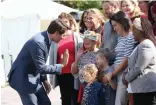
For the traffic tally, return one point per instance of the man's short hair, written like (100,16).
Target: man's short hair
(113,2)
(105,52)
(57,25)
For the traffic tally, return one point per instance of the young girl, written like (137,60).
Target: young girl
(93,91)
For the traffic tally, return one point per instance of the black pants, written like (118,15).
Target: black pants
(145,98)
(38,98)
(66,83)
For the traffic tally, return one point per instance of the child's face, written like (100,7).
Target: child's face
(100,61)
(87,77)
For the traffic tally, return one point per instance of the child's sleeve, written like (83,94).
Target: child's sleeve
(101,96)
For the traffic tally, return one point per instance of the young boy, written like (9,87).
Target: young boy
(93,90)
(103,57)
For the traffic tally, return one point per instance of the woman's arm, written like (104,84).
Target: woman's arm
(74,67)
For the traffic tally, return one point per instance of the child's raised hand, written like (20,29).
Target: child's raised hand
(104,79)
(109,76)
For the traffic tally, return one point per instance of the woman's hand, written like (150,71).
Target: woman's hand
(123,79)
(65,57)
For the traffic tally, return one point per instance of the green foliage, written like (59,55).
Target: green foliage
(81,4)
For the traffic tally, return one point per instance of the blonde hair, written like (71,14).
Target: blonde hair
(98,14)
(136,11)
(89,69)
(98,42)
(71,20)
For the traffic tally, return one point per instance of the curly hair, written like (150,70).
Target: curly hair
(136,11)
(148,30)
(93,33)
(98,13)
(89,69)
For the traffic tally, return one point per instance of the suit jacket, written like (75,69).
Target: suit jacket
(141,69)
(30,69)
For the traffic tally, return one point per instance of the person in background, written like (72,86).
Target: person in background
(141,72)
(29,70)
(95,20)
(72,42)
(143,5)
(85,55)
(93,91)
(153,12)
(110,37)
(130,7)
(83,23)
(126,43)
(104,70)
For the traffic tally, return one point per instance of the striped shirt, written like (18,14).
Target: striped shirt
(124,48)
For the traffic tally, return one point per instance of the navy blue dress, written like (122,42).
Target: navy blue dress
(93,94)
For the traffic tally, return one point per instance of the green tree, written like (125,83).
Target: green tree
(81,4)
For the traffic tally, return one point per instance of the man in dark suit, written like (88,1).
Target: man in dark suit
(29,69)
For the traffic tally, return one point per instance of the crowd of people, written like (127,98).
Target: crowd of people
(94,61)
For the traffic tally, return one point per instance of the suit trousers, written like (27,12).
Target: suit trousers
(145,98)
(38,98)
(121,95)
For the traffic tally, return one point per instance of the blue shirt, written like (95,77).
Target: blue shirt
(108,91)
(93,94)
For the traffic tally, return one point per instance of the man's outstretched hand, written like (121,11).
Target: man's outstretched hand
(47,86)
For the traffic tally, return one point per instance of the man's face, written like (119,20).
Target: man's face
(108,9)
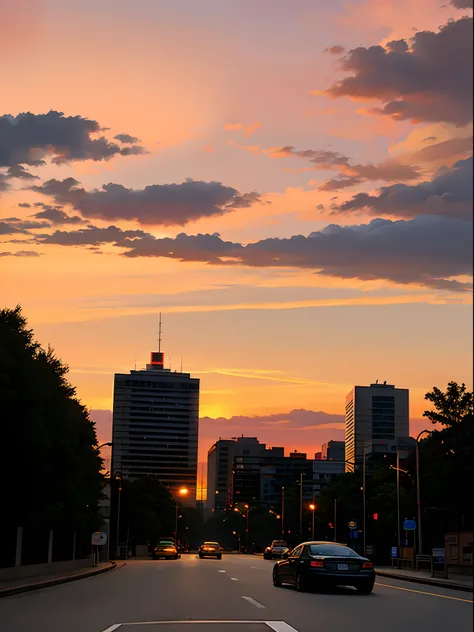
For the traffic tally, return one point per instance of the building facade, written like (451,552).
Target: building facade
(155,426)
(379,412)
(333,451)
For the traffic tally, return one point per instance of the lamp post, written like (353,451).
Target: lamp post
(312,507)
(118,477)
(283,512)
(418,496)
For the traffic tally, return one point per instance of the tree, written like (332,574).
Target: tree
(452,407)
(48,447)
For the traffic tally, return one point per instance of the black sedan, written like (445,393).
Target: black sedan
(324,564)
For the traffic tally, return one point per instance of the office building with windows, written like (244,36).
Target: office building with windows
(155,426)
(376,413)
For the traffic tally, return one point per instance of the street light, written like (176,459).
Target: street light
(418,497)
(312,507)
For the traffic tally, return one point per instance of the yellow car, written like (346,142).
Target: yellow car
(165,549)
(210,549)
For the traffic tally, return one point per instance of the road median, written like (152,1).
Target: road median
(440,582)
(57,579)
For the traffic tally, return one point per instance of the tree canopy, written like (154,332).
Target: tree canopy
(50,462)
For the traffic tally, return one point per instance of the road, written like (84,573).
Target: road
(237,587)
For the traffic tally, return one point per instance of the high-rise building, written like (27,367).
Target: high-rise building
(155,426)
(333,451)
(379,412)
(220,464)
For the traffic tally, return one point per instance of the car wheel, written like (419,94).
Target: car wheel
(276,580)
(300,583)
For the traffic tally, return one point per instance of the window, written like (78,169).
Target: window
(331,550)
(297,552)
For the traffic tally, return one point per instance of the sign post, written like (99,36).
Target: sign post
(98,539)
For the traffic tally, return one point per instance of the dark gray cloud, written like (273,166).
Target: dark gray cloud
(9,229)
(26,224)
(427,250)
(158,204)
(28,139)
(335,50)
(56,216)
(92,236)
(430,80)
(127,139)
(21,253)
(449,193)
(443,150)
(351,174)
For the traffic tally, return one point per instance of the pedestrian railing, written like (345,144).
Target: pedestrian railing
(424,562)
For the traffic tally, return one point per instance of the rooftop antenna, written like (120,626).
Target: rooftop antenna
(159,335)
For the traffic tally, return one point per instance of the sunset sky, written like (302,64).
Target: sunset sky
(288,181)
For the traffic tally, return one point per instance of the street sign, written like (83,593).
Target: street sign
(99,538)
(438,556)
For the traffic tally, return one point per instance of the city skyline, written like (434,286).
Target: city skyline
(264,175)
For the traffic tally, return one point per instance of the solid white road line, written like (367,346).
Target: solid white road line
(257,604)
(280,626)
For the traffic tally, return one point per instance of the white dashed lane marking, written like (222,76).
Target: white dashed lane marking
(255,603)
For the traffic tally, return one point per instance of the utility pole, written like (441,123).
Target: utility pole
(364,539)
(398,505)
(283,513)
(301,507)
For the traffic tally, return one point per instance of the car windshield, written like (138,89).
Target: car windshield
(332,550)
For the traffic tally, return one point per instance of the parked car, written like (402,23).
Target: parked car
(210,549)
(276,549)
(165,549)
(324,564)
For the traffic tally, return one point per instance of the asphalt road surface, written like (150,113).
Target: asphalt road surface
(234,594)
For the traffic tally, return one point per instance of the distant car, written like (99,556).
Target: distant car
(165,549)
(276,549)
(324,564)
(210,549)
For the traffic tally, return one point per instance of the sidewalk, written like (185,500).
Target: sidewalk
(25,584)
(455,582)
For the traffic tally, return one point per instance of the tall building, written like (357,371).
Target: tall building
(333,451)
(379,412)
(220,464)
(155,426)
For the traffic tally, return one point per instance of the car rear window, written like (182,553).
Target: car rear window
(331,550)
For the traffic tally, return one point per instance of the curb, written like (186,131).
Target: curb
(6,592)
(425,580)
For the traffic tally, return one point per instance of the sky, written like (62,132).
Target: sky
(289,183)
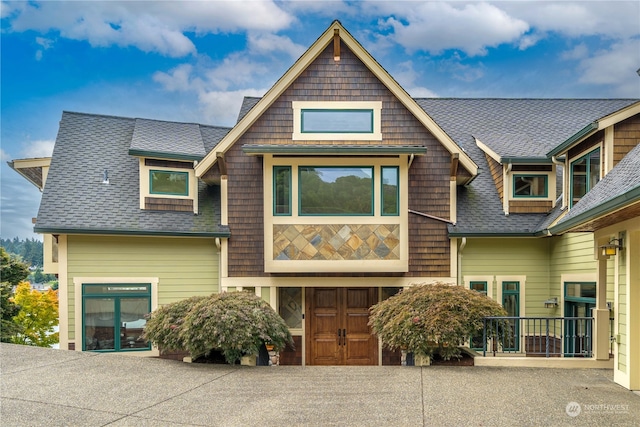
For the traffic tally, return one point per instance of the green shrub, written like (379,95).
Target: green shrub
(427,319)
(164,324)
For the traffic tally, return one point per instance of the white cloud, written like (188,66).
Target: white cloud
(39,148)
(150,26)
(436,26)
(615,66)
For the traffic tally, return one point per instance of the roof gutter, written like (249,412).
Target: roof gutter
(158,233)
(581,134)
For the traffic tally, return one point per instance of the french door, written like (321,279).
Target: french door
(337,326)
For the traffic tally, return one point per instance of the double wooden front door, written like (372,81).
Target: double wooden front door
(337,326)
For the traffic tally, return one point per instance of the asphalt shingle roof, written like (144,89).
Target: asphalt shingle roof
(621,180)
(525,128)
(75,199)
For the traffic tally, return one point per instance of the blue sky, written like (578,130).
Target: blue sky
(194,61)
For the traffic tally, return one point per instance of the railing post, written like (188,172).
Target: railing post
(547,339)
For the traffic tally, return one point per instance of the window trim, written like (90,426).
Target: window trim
--
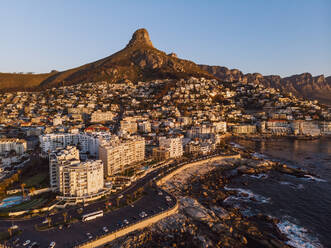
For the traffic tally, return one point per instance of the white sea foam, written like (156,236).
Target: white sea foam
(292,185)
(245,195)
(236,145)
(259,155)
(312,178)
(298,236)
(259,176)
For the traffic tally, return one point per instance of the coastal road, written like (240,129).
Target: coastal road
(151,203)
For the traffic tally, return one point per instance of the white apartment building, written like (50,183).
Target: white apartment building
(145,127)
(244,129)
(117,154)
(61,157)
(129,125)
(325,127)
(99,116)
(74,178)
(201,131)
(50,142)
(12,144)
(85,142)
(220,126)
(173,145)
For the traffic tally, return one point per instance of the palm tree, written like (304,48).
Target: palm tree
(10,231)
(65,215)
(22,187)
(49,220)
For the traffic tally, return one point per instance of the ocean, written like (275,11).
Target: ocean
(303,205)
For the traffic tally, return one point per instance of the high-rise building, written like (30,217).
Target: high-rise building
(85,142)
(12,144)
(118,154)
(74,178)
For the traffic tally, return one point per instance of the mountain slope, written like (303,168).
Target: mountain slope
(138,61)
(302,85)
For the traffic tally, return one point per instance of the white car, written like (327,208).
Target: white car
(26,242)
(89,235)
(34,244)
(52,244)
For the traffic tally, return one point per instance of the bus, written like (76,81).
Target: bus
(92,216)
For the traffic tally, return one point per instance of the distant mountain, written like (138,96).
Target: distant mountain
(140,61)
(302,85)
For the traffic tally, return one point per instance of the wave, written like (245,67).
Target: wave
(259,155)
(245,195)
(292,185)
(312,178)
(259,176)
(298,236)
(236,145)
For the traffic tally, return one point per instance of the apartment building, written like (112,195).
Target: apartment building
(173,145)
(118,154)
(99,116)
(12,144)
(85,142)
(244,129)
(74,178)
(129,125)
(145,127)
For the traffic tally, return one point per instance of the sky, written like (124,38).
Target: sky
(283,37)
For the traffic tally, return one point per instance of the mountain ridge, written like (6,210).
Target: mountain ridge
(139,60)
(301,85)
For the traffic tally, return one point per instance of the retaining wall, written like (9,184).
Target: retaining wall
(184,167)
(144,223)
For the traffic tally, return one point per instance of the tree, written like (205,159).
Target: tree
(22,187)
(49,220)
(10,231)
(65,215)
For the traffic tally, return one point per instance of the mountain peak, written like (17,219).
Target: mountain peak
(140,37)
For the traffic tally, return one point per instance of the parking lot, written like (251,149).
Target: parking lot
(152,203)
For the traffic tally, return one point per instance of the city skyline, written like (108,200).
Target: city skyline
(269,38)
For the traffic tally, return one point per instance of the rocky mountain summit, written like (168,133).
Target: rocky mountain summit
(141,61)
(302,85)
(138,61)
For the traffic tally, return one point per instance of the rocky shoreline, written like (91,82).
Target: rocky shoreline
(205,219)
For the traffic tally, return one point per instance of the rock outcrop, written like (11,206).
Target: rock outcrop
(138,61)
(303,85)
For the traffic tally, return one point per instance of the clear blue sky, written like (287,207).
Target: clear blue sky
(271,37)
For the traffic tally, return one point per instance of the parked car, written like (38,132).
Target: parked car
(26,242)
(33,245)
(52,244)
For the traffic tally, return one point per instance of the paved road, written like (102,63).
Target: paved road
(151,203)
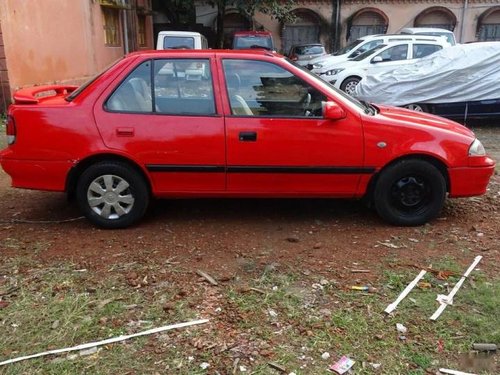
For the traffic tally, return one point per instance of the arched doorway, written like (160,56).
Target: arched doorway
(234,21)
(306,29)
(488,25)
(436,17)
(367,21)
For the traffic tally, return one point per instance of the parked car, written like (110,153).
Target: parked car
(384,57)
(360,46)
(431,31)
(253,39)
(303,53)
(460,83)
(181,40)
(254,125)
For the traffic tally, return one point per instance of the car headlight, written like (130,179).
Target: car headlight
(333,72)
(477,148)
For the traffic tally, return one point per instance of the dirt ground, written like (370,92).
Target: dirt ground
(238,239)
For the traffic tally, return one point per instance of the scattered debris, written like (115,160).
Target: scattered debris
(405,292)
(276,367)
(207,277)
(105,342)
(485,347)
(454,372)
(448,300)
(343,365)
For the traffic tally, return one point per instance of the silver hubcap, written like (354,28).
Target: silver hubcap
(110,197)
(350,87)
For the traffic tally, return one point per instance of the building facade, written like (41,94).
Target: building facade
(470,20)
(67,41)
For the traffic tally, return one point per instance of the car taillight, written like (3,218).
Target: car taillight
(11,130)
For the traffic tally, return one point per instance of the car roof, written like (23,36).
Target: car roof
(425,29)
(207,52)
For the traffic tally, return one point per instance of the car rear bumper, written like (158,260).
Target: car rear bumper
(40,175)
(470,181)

> [Your task]
Search the preceding listing for "trim", then copy every line that holds it.

> [Output of the exercise]
For the traffic tally, return one point per instance of the window trim, written like (90,426).
Target: window trim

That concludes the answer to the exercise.